## [What is needed]
The records below must be returned exactly, with every picture left out.

## [Material for this exercise]
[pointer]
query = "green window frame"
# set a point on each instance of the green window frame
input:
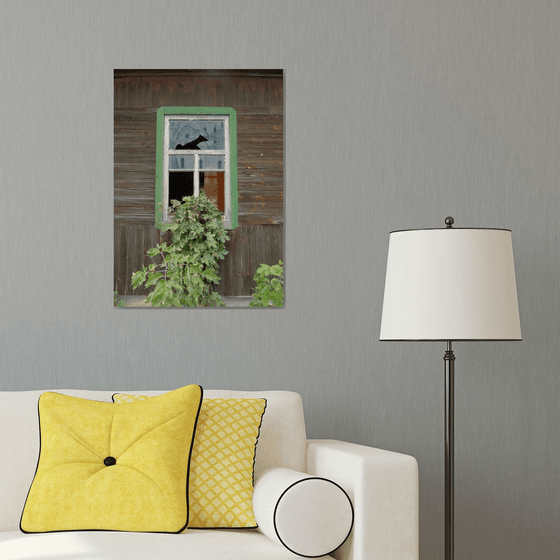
(199, 159)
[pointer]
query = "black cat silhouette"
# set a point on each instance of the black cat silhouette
(192, 145)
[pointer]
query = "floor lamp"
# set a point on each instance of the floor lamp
(450, 284)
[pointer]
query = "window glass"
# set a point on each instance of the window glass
(181, 162)
(211, 162)
(196, 134)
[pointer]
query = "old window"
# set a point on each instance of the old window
(197, 152)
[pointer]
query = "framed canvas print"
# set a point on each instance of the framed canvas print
(198, 188)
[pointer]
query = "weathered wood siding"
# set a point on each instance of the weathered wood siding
(257, 97)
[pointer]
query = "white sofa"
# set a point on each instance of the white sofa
(382, 485)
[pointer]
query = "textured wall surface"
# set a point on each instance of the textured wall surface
(397, 114)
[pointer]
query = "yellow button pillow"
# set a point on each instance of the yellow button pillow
(116, 468)
(222, 461)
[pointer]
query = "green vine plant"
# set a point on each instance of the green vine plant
(270, 286)
(189, 265)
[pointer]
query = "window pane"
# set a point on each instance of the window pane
(196, 134)
(211, 162)
(213, 182)
(181, 162)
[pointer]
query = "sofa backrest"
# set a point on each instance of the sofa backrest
(282, 439)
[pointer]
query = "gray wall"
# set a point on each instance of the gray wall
(397, 114)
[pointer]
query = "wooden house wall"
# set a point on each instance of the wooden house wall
(257, 97)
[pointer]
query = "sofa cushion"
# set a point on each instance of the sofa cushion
(107, 467)
(213, 544)
(282, 441)
(311, 516)
(222, 462)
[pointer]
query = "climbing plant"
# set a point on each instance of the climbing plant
(270, 286)
(189, 265)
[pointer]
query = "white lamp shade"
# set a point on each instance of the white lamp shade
(450, 284)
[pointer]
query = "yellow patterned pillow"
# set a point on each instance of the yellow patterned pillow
(222, 462)
(104, 467)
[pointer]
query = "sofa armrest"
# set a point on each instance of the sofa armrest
(383, 487)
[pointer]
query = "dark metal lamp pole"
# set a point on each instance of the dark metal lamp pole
(449, 359)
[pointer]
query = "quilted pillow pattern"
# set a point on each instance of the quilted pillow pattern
(222, 461)
(103, 467)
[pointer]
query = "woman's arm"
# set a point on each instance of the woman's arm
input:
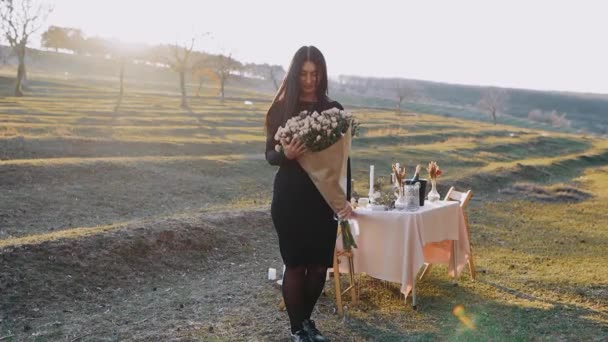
(348, 181)
(272, 156)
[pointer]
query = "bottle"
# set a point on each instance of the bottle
(417, 174)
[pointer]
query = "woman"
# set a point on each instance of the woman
(304, 222)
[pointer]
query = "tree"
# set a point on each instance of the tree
(224, 66)
(404, 89)
(19, 20)
(201, 72)
(55, 37)
(121, 77)
(493, 101)
(276, 74)
(180, 63)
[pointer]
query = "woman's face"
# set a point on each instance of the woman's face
(309, 79)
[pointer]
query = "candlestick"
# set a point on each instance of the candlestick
(371, 182)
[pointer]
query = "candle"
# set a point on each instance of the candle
(272, 273)
(371, 179)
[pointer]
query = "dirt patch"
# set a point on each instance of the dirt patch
(141, 281)
(534, 192)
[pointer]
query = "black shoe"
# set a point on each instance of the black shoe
(300, 336)
(308, 325)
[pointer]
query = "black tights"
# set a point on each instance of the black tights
(302, 286)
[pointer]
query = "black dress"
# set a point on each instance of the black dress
(303, 220)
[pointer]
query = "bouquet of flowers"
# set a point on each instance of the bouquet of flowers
(398, 174)
(327, 135)
(317, 131)
(434, 170)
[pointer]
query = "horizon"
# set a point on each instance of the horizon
(554, 46)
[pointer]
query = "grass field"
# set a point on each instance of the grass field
(152, 223)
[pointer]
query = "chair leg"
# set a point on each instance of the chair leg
(472, 265)
(337, 283)
(427, 267)
(353, 285)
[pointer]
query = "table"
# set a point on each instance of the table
(394, 245)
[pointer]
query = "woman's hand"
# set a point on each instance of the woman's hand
(347, 212)
(294, 149)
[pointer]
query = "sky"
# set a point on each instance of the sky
(534, 44)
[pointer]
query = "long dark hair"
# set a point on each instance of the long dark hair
(289, 92)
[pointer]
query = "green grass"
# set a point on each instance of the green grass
(542, 264)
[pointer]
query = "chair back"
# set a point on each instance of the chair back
(462, 197)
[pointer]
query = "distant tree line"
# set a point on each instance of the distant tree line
(20, 19)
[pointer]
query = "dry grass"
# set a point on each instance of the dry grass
(138, 225)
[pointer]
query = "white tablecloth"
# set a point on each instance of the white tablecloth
(394, 245)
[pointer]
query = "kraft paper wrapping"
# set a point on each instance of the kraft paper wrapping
(328, 170)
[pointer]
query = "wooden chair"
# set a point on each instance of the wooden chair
(463, 198)
(348, 254)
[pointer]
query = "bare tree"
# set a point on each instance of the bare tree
(404, 89)
(121, 77)
(224, 66)
(201, 72)
(19, 20)
(180, 63)
(276, 74)
(493, 101)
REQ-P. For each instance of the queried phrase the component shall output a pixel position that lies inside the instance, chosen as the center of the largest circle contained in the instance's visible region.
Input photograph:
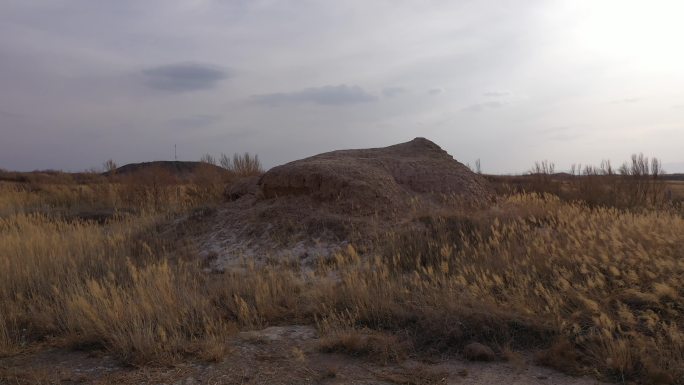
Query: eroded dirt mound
(378, 179)
(317, 206)
(178, 169)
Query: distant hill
(178, 169)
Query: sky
(506, 82)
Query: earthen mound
(376, 179)
(178, 169)
(317, 206)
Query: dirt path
(275, 355)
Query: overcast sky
(509, 82)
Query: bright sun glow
(647, 33)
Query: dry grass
(598, 290)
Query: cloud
(194, 121)
(625, 101)
(181, 77)
(325, 95)
(561, 133)
(477, 107)
(390, 92)
(497, 94)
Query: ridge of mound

## [Completed task]
[pointer]
query = "green window frame"
# set a point on each instance of the green window frame
input:
(199, 159)
[pointer]
query = "black cat silhouette"
# set a point on each instance of the black cat silhouette
(192, 145)
[pointer]
query = "floor lamp"
# set a point on each instance of the floor lamp
(450, 284)
[pointer]
query = "window glass"
# set a point on each instance of the window glass
(181, 162)
(211, 162)
(196, 134)
[pointer]
query = "old window"
# set a point on each instance of the old window
(197, 152)
[pointer]
query = "framed canvas print"
# set a point on each instance of the framed canvas print
(198, 188)
[pointer]
query = "weathered wood siding"
# set a point on each instance of the weathered wood siding
(257, 97)
[pointer]
query = "white sofa"
# set a point on each instance of the white sofa
(382, 485)
[pointer]
query = "textured wall surface"
# set a point on each instance of the textured wall surface
(397, 114)
[pointer]
query = "yellow button pillow"
# set a point on each instance of the yellow button pillow
(116, 468)
(222, 461)
[pointer]
query = "green vine plant"
# set a point on each instance of the green vine plant
(270, 286)
(189, 265)
[pointer]
query = "window pane"
# set a point on each instance of the window pane
(196, 134)
(211, 162)
(213, 182)
(181, 162)
[pointer]
query = "sofa backrest"
# set a point on each instance of the sofa backrest
(282, 439)
[pointer]
query = "gray wall"
# set a point on each instance of the gray wall
(397, 114)
[pointer]
query = "wooden house wall"
# set a point on each instance of the wooden house wall
(257, 97)
[pointer]
query = "sofa cushion"
# set a point on each instance of the sofa cushion
(107, 467)
(213, 544)
(282, 441)
(311, 516)
(222, 462)
[pointer]
query = "climbing plant"
# set a point on each instance of the climbing plant
(270, 286)
(189, 265)
[pointer]
query = "white lamp shade"
# set a point on each instance of the white lamp shade
(450, 284)
[pointer]
query = "yellow patterned pillow"
# set a point on each instance of the yellow patterned pillow
(222, 462)
(104, 467)
[pointer]
query = "sofa armrest"
# set a point on each instance of the sofa armrest
(383, 487)
[pointer]
query = "dark metal lamp pole"
# set a point on each instance of the dark metal lamp pole
(449, 359)
[pointer]
query = "quilted pillow pattern"
# set a point on each instance of the quilted pillow pattern
(222, 461)
(103, 467)
[pointer]
query = "woman's arm"
# set a point on each instance of the woman's arm
input:
(348, 181)
(272, 156)
[pointer]
query = "bottle"
# set a point on each instance of the bottle
(417, 174)
[pointer]
query = "woman"
# set a point on each instance of the woman
(304, 222)
[pointer]
query = "tree"
# set a point on each instance of the tree
(224, 66)
(404, 89)
(19, 20)
(201, 72)
(55, 37)
(121, 77)
(493, 101)
(276, 74)
(180, 63)
[pointer]
query = "woman's face"
# set a point on each instance of the woman's face
(309, 79)
[pointer]
query = "candlestick"
# set a point on each instance of the candlestick
(371, 182)
[pointer]
query = "candle"
# set a point on each instance of the candle
(272, 273)
(371, 179)
[pointer]
query = "dirt patch"
# set a point on each instance of the dirt patch
(141, 281)
(534, 192)
[pointer]
query = "black shoe"
# set a point on each instance of the black shoe
(300, 336)
(308, 325)
[pointer]
query = "black tights"
# set a point on each instance of the black tights
(302, 286)
[pointer]
query = "black dress"
# set a point on each instance of the black dress
(303, 220)
[pointer]
query = "bouquet of flowers"
# set a point on each instance of the bouquet of flowers
(398, 174)
(327, 135)
(317, 131)
(434, 170)
[pointer]
query = "horizon"
# set a point on each instance of the horizon
(554, 46)
[pointer]
query = "grass field"
# set a point on each instance of the grass field
(152, 223)
[pointer]
query = "chair leg"
# set a point on each instance of the chair leg
(472, 265)
(337, 283)
(427, 267)
(353, 285)
[pointer]
query = "table"
# set a point on each instance of the table
(394, 245)
[pointer]
query = "woman's hand"
# set a point on each instance of the woman's hand
(347, 212)
(294, 149)
[pointer]
query = "sky"
# set a point on each instance of the sky
(534, 44)
[pointer]
query = "long dark hair"
# set a point on each instance of the long dark hair
(289, 92)
[pointer]
query = "green grass"
# set a point on each instance of the green grass
(542, 264)
[pointer]
query = "chair back"
# set a point on each instance of the chair back
(462, 197)
[pointer]
query = "distant tree line"
# set a point on each instance of the distant tree line
(20, 19)
[pointer]
query = "dry grass"
# set a point on each instance of the dry grass
(138, 225)
[pointer]
query = "white tablecloth"
# set a point on each instance of the white tablecloth
(394, 245)
[pointer]
query = "kraft paper wrapping"
# set a point on each instance of the kraft paper wrapping
(328, 170)
[pointer]
query = "wooden chair"
# set a point on each instance of the wooden chair
(463, 198)
(348, 254)
[pointer]
query = "bare tree"
# set a point on each instance of the bare tree
(404, 89)
(121, 77)
(224, 66)
(201, 72)
(19, 20)
(180, 63)
(276, 74)
(493, 101)
REQ-P. For each instance of the queried phrase the component shall output a pixel position that lies inside the instance, chosen as the center of the largest circle contained in the instance's visible region.
Input photograph:
Query: eroded dirt mound
(378, 179)
(317, 206)
(178, 169)
Query: distant hill
(178, 169)
Query: sky
(506, 82)
Query: earthen mound
(376, 179)
(178, 169)
(317, 206)
Query: dirt path
(275, 355)
Query: overcast sky
(509, 82)
Query: bright sun glow
(647, 33)
Query: dry grass
(598, 290)
Query: cloud
(194, 121)
(625, 101)
(181, 77)
(325, 95)
(561, 133)
(477, 107)
(390, 92)
(497, 94)
Query: ridge of mound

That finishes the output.